>>>

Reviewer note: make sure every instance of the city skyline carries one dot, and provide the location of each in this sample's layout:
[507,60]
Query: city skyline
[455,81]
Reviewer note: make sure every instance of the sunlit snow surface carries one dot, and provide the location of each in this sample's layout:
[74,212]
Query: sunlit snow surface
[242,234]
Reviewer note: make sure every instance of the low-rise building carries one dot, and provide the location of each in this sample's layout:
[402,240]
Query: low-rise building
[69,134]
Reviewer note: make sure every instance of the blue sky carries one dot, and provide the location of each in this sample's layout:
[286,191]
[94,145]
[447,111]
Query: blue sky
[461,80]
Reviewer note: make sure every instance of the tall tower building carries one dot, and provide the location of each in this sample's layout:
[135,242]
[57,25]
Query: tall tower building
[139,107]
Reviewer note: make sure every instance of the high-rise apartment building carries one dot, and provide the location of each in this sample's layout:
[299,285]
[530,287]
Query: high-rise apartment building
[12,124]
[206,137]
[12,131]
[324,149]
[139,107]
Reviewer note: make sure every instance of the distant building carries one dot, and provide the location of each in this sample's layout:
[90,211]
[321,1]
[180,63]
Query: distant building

<<<

What you have to do: Where a line of the entries contains the word "sure", copy that line.

Task response:
Reviewer note: make sure every instance of the city skyline carries one dot, and provide the location of each in this sample's layout:
Reviewer note: make sure every instance of the sunlit snow surface carries one dot, and provide the location of each in this sample's layout:
Reviewer note: make sure every instance of the low-rise building carries one dot, and provide the location of each in this sample's layout:
Reviewer note: make sure every instance of the blue sky carries one dot, and provide the location of each in this sample's layout:
Reviewer note: make sure every instance of the tall tower building carries one dot, and provide the location of each in this sample's layout:
Reviewer note: make sure every instance of the high-rise apartment building carries one dot, and provide the location of each in this sample's layout:
Reviewer note: make sure every instance of the distant building carries one dot, and provide the location of each in this sample's layout:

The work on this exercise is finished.